STATED GOAL:
Please copy every one of the following records line for line, changing nothing.

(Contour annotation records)
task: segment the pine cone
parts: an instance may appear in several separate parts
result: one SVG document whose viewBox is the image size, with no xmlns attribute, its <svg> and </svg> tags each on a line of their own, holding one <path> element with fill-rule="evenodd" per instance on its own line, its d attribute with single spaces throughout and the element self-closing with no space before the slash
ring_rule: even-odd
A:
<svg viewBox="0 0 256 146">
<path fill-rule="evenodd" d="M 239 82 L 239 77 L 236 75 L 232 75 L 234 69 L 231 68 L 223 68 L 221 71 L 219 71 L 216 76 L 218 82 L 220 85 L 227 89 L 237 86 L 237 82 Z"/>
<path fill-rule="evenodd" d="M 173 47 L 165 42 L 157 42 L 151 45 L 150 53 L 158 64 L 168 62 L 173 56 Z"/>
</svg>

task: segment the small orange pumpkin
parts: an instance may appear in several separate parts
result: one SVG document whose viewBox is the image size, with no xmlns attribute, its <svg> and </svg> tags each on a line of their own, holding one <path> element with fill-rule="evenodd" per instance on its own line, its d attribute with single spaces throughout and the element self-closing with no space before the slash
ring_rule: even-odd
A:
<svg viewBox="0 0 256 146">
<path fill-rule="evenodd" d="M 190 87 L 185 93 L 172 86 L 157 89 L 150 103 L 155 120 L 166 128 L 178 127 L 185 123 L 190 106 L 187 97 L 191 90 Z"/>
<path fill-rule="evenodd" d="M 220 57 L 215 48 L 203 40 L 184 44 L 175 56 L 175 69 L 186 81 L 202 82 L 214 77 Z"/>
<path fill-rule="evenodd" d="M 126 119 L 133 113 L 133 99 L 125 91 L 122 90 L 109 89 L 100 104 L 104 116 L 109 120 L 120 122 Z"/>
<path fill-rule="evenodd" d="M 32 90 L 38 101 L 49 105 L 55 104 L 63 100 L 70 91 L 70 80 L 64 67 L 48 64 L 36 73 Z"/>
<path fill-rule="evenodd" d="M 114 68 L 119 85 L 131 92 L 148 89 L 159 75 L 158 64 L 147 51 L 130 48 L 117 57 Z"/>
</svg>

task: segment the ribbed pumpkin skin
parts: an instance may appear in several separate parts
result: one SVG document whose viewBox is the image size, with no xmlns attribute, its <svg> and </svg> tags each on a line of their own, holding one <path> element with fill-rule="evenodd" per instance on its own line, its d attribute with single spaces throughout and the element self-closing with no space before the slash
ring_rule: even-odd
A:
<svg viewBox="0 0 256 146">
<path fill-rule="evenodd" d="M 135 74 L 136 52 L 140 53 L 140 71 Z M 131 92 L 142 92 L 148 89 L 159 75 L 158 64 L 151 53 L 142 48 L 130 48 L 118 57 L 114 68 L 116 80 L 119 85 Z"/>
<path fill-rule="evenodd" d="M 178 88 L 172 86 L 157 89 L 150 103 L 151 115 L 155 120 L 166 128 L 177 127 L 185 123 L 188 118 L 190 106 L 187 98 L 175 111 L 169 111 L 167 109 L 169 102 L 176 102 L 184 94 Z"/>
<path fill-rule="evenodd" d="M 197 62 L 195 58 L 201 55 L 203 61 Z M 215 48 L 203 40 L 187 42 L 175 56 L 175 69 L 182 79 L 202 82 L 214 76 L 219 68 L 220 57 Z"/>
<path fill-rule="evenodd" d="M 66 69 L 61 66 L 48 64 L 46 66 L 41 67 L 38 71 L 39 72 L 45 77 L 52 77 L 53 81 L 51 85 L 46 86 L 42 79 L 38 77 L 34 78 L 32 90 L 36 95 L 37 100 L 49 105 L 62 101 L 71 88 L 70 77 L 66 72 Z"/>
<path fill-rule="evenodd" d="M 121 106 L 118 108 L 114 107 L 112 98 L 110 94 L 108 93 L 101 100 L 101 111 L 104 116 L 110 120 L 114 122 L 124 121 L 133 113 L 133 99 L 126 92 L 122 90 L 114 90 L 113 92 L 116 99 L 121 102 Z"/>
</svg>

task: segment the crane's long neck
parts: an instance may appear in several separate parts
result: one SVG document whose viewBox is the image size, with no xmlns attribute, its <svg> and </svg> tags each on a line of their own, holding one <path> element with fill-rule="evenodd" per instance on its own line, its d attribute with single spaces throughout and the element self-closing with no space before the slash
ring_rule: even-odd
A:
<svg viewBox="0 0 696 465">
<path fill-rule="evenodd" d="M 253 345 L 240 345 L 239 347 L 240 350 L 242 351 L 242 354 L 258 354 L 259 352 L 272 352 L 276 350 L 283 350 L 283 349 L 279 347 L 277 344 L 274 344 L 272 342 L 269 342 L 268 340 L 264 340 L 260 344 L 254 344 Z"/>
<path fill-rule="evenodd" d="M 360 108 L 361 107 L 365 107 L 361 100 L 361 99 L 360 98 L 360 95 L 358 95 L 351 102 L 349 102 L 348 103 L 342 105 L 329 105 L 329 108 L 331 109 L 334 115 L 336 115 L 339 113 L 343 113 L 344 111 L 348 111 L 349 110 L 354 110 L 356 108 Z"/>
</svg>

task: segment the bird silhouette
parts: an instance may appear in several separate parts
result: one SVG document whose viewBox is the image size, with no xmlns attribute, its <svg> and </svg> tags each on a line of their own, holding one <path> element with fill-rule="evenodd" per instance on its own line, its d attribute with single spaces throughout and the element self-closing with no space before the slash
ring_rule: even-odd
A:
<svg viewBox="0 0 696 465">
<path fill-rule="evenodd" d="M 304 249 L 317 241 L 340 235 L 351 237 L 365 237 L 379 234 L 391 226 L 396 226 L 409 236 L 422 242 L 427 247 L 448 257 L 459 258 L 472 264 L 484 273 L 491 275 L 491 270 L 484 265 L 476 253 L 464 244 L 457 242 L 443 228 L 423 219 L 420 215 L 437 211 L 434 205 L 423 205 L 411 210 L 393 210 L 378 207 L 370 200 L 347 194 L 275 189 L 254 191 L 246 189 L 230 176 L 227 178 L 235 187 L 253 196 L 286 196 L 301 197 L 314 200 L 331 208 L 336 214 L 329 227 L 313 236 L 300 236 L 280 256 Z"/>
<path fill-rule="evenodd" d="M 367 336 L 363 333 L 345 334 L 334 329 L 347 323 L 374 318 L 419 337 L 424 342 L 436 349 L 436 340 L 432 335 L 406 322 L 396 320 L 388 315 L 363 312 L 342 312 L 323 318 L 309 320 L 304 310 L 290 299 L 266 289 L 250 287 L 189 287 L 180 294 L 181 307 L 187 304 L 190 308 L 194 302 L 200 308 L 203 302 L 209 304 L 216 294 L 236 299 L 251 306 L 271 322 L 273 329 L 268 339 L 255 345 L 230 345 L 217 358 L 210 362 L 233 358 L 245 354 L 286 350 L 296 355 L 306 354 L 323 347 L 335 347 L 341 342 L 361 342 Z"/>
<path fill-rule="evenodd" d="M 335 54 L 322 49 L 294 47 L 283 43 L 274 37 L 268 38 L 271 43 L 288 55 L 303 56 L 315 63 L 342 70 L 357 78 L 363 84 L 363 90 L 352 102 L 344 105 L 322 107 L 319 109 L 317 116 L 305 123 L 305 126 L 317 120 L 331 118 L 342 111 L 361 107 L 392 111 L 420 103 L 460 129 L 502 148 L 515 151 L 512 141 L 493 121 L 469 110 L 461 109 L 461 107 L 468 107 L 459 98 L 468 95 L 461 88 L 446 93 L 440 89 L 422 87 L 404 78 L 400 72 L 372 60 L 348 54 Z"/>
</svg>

FINAL ANSWER:
task: segment the pine cone
parts: an instance may appear in several separate parts
result: one SVG document whose viewBox is the image size, with no xmlns attribute, its <svg> and </svg> tags each on a line of their own, holding one <path> element with fill-rule="evenodd" per instance on its own line, its d attribute with single spaces throughout and the element self-closing with no space before the slash
ring_rule: even-odd
A:
<svg viewBox="0 0 256 146">
<path fill-rule="evenodd" d="M 239 82 L 239 77 L 236 75 L 232 75 L 234 69 L 231 68 L 223 68 L 221 71 L 219 71 L 216 76 L 218 82 L 220 85 L 227 89 L 237 86 L 237 82 Z"/>
<path fill-rule="evenodd" d="M 173 47 L 165 42 L 157 42 L 151 45 L 150 53 L 158 64 L 168 62 L 173 56 Z"/>
</svg>

task: segment the small orange pumpkin
parts: an instance may appear in several separate parts
result: one SVG document whose viewBox is the image size, with no xmlns attribute, its <svg> and </svg> tags each on a line of their own, holding one <path> element with fill-rule="evenodd" per instance on its own line, its d attribute with single spaces throughout and the element self-closing with no space before the slash
ring_rule: even-odd
A:
<svg viewBox="0 0 256 146">
<path fill-rule="evenodd" d="M 190 87 L 185 93 L 172 86 L 157 89 L 150 103 L 155 120 L 166 128 L 178 127 L 185 123 L 190 106 L 187 97 L 191 90 Z"/>
<path fill-rule="evenodd" d="M 220 57 L 215 48 L 203 40 L 184 44 L 175 56 L 175 69 L 186 81 L 202 82 L 214 77 Z"/>
<path fill-rule="evenodd" d="M 126 119 L 133 113 L 133 99 L 125 91 L 122 90 L 109 89 L 100 104 L 104 116 L 109 120 L 120 122 Z"/>
<path fill-rule="evenodd" d="M 32 90 L 38 101 L 49 105 L 55 104 L 63 100 L 70 91 L 70 80 L 64 67 L 48 64 L 36 73 Z"/>
<path fill-rule="evenodd" d="M 114 68 L 119 85 L 131 92 L 148 89 L 159 75 L 158 64 L 147 51 L 130 48 L 117 57 Z"/>
</svg>

task: segment the ribbed pumpkin skin
parts: an instance may appear in several separate parts
result: one SVG document whose viewBox is the image size, with no xmlns attribute, its <svg> and </svg> tags each on a line of their own, holding one <path> element with fill-rule="evenodd" per instance on its own line, its d attribute with single spaces throughout and the element self-closing with no space before the slash
ring_rule: even-odd
A:
<svg viewBox="0 0 256 146">
<path fill-rule="evenodd" d="M 135 74 L 136 52 L 140 53 L 140 71 Z M 131 92 L 142 92 L 148 89 L 159 75 L 158 64 L 151 53 L 142 48 L 130 48 L 118 57 L 114 68 L 116 80 L 119 85 Z"/>
<path fill-rule="evenodd" d="M 178 88 L 172 86 L 157 89 L 150 103 L 151 115 L 155 120 L 166 128 L 177 127 L 185 123 L 188 118 L 190 106 L 187 98 L 175 111 L 169 111 L 167 109 L 169 102 L 176 102 L 184 94 Z"/>
<path fill-rule="evenodd" d="M 197 62 L 195 58 L 201 55 L 203 61 Z M 215 48 L 203 40 L 187 42 L 175 56 L 175 69 L 182 79 L 202 82 L 214 76 L 219 68 L 220 57 Z"/>
<path fill-rule="evenodd" d="M 66 69 L 61 66 L 48 64 L 46 66 L 41 67 L 38 71 L 39 72 L 45 77 L 52 77 L 53 81 L 51 85 L 46 86 L 42 79 L 38 77 L 34 78 L 32 90 L 36 95 L 37 100 L 49 105 L 62 101 L 71 88 L 70 77 L 66 72 Z"/>
<path fill-rule="evenodd" d="M 121 106 L 118 108 L 114 107 L 112 98 L 110 94 L 108 93 L 101 100 L 101 111 L 104 116 L 110 120 L 114 122 L 124 121 L 133 113 L 133 99 L 126 92 L 122 90 L 114 90 L 113 92 L 116 99 L 121 102 Z"/>
</svg>

task: segment the crane's long neck
parts: an instance may appear in several separate parts
result: one SVG document whose viewBox is the image size, with no xmlns attribute, its <svg> and </svg> tags each on a line of their own, holding one <path> element with fill-rule="evenodd" per instance on its own line, its d attribute with single spaces throughout and the element self-closing with no space before the slash
ring_rule: even-odd
A:
<svg viewBox="0 0 696 465">
<path fill-rule="evenodd" d="M 253 345 L 240 345 L 239 347 L 240 350 L 242 351 L 242 354 L 258 354 L 259 352 L 272 352 L 276 350 L 283 350 L 283 349 L 279 347 L 277 344 L 274 344 L 272 342 L 269 342 L 268 340 L 264 340 L 260 344 L 254 344 Z"/>
<path fill-rule="evenodd" d="M 360 108 L 361 107 L 365 107 L 361 100 L 361 99 L 360 98 L 360 95 L 358 95 L 351 102 L 349 102 L 348 103 L 342 105 L 329 105 L 329 108 L 331 109 L 334 115 L 336 115 L 339 113 L 343 113 L 344 111 L 348 111 L 349 110 L 354 110 L 356 108 Z"/>
</svg>

task: segment the bird silhouette
parts: an instance may appear in several separate parts
result: one SVG document whose viewBox is the image size, with no xmlns attribute, its <svg> and </svg> tags each on a line of their own, holding one <path> element with fill-rule="evenodd" per instance on its own line, its d attribute with single spaces throughout and the element self-closing with no space before the slash
ring_rule: even-odd
A:
<svg viewBox="0 0 696 465">
<path fill-rule="evenodd" d="M 304 249 L 317 241 L 340 235 L 351 237 L 365 237 L 379 234 L 391 226 L 396 226 L 409 236 L 422 242 L 427 247 L 448 257 L 459 258 L 472 264 L 484 273 L 491 275 L 491 270 L 484 265 L 476 253 L 464 244 L 457 242 L 443 228 L 423 219 L 420 215 L 437 211 L 434 205 L 423 205 L 411 210 L 393 210 L 378 207 L 370 200 L 347 194 L 275 189 L 254 191 L 246 189 L 230 176 L 227 178 L 235 187 L 253 196 L 286 196 L 301 197 L 314 200 L 331 208 L 336 214 L 329 227 L 313 236 L 300 236 L 280 256 Z"/>
<path fill-rule="evenodd" d="M 367 336 L 363 333 L 345 334 L 334 329 L 347 323 L 374 318 L 419 337 L 424 342 L 436 349 L 436 340 L 432 335 L 406 322 L 396 320 L 388 315 L 363 312 L 342 312 L 323 318 L 309 320 L 304 310 L 290 299 L 266 289 L 250 287 L 189 287 L 180 294 L 181 307 L 187 304 L 190 308 L 194 302 L 200 308 L 203 302 L 209 304 L 216 294 L 236 299 L 251 306 L 271 322 L 273 329 L 268 339 L 255 345 L 230 345 L 217 358 L 210 362 L 233 358 L 245 354 L 286 350 L 296 355 L 306 354 L 323 347 L 335 347 L 341 342 L 361 342 Z"/>
<path fill-rule="evenodd" d="M 335 54 L 322 49 L 294 47 L 283 43 L 274 37 L 268 38 L 271 43 L 288 55 L 303 56 L 315 63 L 342 70 L 357 78 L 363 84 L 363 90 L 352 102 L 344 105 L 322 107 L 319 109 L 317 116 L 305 123 L 305 126 L 317 120 L 331 118 L 342 111 L 361 107 L 392 111 L 420 103 L 460 129 L 502 148 L 515 151 L 512 141 L 493 121 L 469 110 L 461 109 L 461 107 L 468 107 L 459 98 L 468 95 L 461 88 L 446 93 L 440 89 L 422 87 L 404 78 L 400 72 L 372 60 L 348 54 Z"/>
</svg>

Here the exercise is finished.